→ **EXERCISE GOAL**
What is needed here is an exact repetition of the records below, beginning at the line that has "Target: closed eye" and stopping after the line that has "pixel 21 182".

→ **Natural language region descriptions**
• • • •
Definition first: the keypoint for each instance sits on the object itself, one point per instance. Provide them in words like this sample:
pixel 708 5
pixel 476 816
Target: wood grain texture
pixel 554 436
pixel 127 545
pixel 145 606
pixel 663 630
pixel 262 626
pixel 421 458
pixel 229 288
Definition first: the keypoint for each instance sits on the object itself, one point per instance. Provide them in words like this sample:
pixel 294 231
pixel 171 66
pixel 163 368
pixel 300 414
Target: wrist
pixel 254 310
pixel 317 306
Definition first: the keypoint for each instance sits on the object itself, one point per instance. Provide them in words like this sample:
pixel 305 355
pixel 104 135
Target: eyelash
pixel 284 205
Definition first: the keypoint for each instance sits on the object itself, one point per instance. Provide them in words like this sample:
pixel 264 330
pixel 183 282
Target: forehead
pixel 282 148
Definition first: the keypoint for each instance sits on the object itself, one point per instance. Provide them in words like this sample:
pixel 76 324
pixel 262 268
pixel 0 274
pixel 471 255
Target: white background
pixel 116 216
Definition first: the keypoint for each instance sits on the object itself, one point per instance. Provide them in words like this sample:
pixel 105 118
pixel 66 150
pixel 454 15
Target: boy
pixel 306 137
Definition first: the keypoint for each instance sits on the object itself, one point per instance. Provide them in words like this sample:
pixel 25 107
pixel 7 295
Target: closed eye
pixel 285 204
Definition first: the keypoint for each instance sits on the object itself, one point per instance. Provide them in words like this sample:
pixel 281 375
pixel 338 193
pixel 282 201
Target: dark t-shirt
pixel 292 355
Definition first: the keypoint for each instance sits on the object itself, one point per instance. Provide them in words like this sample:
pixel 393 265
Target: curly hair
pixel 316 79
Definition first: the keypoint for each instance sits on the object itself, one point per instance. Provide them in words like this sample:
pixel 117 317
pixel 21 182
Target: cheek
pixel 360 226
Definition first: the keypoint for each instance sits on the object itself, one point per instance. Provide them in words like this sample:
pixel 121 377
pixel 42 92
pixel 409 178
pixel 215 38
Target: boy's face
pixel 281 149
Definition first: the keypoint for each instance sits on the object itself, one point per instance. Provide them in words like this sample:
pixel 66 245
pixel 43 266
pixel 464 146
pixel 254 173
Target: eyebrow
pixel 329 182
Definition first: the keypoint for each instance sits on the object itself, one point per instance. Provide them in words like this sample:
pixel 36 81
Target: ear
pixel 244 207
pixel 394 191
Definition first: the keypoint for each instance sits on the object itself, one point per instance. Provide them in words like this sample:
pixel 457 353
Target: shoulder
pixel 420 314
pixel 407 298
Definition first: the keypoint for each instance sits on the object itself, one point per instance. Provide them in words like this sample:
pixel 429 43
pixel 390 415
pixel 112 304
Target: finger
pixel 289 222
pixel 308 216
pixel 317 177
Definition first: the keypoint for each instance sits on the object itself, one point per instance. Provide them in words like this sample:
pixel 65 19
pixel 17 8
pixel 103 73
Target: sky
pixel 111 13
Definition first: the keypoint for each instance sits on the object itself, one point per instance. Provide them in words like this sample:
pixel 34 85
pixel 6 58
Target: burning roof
• • • •
→ **SOLUTION**
Target: closed eye
pixel 285 204
Definition first: the keypoint for each instance sits on the object itself, one point per instance. Provide them in words like this sample:
pixel 281 375
pixel 338 193
pixel 282 201
Target: dark t-shirt
pixel 292 355
Definition first: the keypoint for each instance sits on the object itself, one point per instance. Provide them in words like this sample:
pixel 393 265
Target: curly hair
pixel 316 79
Definition first: the keypoint for each instance sits on the object itself, one point per instance. Provide them in words like this sample:
pixel 117 317
pixel 21 182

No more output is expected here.